Copy out all the entries exactly.

-------------------------

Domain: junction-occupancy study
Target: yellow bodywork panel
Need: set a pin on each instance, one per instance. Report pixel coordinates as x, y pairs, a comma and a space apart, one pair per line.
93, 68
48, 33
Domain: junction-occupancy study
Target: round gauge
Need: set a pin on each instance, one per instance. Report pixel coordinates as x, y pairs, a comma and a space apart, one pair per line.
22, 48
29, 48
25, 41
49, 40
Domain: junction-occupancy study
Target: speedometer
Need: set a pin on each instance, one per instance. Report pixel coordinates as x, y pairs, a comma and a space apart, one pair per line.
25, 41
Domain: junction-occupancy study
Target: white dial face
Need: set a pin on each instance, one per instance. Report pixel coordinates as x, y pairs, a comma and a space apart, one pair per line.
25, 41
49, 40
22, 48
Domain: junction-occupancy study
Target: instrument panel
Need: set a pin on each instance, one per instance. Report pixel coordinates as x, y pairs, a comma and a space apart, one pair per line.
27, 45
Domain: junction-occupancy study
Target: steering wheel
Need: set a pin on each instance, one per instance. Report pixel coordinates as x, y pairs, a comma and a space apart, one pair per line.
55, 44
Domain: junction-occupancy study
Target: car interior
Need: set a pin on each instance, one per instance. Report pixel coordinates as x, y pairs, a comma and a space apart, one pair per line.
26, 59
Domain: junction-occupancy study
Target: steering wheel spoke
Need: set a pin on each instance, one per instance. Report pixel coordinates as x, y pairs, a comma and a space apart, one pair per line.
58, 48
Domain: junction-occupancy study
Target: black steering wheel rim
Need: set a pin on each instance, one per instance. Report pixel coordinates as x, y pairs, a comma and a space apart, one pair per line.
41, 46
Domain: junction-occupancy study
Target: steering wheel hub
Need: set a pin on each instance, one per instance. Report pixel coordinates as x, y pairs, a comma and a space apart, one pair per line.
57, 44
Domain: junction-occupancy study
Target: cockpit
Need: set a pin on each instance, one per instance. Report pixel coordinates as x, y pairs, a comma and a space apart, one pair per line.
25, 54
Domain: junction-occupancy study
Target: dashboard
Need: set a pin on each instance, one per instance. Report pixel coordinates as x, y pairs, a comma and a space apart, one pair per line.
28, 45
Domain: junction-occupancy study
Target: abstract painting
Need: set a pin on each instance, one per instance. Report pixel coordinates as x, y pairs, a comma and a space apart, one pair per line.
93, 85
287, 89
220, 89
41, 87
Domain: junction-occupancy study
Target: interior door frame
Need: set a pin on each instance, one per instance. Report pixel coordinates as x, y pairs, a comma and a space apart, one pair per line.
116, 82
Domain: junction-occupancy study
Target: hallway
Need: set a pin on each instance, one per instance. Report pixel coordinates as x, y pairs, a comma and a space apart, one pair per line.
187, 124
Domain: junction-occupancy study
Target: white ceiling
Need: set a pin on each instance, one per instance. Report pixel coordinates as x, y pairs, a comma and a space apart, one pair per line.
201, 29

-------------------------

* Answer to the exercise
Domain: junction-occupancy study
Target: yellow bodywork panel
Need: set a pin on each instance, one per instance. Report pixel coordinates as x, y pairs, a comma and a space apart, one pair per line.
93, 68
48, 33
Domain: junction-occupancy study
Target: round gauge
Need: set a pin on each instance, one per instance. Report pixel coordinates as x, y pairs, a comma and a space apart, one pair per line.
22, 48
29, 48
25, 41
49, 40
Domain: junction-occupancy study
Target: speedometer
Need: set a pin on each instance, one per instance. Report pixel coordinates as x, y pairs, a comma and a space apart, one pair per line.
25, 41
Domain: junction-occupancy study
Target: white dial face
Need: set a pin on each instance, one per instance. Report pixel coordinates as x, y pairs, a comma and a space apart, one pair per line.
25, 41
49, 40
22, 48
Domain: junction-occupancy study
Target: instrument panel
Need: set a pin on each instance, one per instance. Report pixel coordinates as x, y pairs, a comma and a space apart, one pair per line.
27, 45
Domain: junction-occupancy study
Target: steering wheel
Need: set a pin on each instance, one per instance. Report pixel coordinates as x, y pairs, a comma and a space apart, one pair per line.
55, 44
Domain: junction-occupancy study
Target: car interior
Need: set a pin on each instance, one per instance. Report pixel coordinates as x, y pairs, a comma and a space apart, one pair per line.
26, 59
Domain: junction-occupancy study
Target: steering wheel spoke
Need: set a pin on each instance, one per instance. Report pixel coordinates as x, y pairs, a comma and a space apart, one pair per line.
58, 48
Domain: junction-occupancy study
Target: black steering wheel rim
Need: set a pin on each instance, one per instance. Report pixel coordinates as x, y pairs, a comma and a space apart, one pair per line.
41, 46
Domain: junction-occupancy study
Target: steering wheel hub
Need: set a pin on each instance, one per instance. Report pixel coordinates as x, y pairs, a comma and a space apart, one pair per line.
57, 44
Domain: junction-occupancy study
Target: cockpit
Need: set a pin on each instance, one per instance. Report pixel coordinates as x, y pairs, a comma and a space apart, one pair per line.
25, 54
Domain: junction-occupancy study
Target: dashboard
Need: set a pin on each instance, one per instance. Report pixel coordinates as x, y pairs, a comma and a space apart, one pair per line.
28, 45
Domain: junction-occupancy study
Target: abstract painting
Need: set a pin on each instance, one per instance. Report pixel coordinates as x, y pairs, a comma and a space apart, one pair per line.
93, 85
287, 89
220, 89
41, 87
Domain: junction-occupancy study
Target: interior door frame
Need: set a pin on each instance, one per instance. Report pixel coordinates as x, y pairs, a comma and a space apart, one pair per line.
116, 82
Domain: junction-occupancy study
Target: hallway
Need: set a pin on each instance, one per instance. Report pixel coordinates as x, y pairs, a comma and a space apart, one pair per line.
187, 124
Domain: junction-occupancy study
Target: white ceiling
Need: set a pin on each instance, one per instance. Report pixel coordinates as x, y pairs, a comma and a space apart, one pair per line.
201, 29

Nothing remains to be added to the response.